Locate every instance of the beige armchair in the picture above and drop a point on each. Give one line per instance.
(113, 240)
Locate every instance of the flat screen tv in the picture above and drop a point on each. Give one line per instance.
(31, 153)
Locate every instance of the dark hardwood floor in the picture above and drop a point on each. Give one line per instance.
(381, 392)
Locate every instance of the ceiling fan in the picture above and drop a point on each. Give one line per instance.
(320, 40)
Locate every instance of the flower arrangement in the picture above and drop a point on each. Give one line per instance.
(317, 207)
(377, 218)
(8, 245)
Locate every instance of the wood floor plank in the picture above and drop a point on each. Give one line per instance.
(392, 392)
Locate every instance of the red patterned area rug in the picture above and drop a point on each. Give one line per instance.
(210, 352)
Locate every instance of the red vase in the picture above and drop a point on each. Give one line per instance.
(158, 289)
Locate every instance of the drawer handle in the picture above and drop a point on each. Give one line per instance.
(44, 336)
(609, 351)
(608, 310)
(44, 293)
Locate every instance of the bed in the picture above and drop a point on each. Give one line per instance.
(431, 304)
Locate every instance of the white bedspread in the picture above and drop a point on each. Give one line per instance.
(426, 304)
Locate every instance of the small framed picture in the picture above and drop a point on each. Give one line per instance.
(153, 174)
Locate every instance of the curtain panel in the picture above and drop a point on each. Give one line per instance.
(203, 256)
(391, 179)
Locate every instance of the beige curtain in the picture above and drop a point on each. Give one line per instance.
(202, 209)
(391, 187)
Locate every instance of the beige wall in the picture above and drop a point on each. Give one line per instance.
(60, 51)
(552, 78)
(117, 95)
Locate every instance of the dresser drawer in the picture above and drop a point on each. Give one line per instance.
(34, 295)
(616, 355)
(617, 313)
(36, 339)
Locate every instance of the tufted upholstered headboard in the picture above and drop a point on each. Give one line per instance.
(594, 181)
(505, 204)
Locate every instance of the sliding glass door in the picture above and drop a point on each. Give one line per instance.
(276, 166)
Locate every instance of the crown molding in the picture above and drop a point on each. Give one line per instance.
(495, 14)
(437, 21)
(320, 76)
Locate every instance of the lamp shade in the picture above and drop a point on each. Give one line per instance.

- [What needs to be done] Starting at the line containing "Locate every instance of the white" and continuing through the last line of the records above, rewrite those lines as a Markdown table. Use a Row column for a running number and an Entry column for each line, and leave out any blank lines.

- [The solution]
| Row | Entry |
|---|---|
| 1 | Locate every instance of the white bedspread in the picture above and drop a point on each. Give one line per instance. |
| 2 | (426, 304) |
| 3 | Locate every instance of the small framed picture in the picture above and drop a point on each. Give one line per instance. |
| 4 | (153, 174) |
| 5 | Locate every instance of the curtain panel in the picture above and drop a point on each. Give one line per instance. |
| 6 | (203, 256) |
| 7 | (391, 179) |
| 8 | Locate every instance of the beige curtain in the picture above and drop a point on each. Give one line per instance. |
| 9 | (202, 209) |
| 10 | (391, 187) |
| 11 | Locate every instance of the beige wall in the picture above and drop a point on each. Give one line per instance. |
| 12 | (60, 51) |
| 13 | (552, 78) |
| 14 | (117, 95) |
| 15 | Locate every instance of the dresser drawer in the picture above and drop a point on each. Give one line per instance. |
| 16 | (34, 295) |
| 17 | (616, 355) |
| 18 | (617, 313) |
| 19 | (36, 339) |
| 20 | Locate every instance of the tufted upholstered headboard in the picture above and drop a point on each. Give one line per instance. |
| 21 | (594, 181) |
| 22 | (505, 204) |
| 23 | Locate every instance of the sliding glass door in the picture above and drop a point on each. Give one line per instance. |
| 24 | (276, 166) |
| 25 | Locate every instance of the crown molding in the picture above and drop a point on each. Give one line per instance. |
| 26 | (495, 14) |
| 27 | (437, 21) |
| 28 | (320, 76) |
| 29 | Locate every instance of the lamp shade in the picture above and drop a point on each. Give one line per instance. |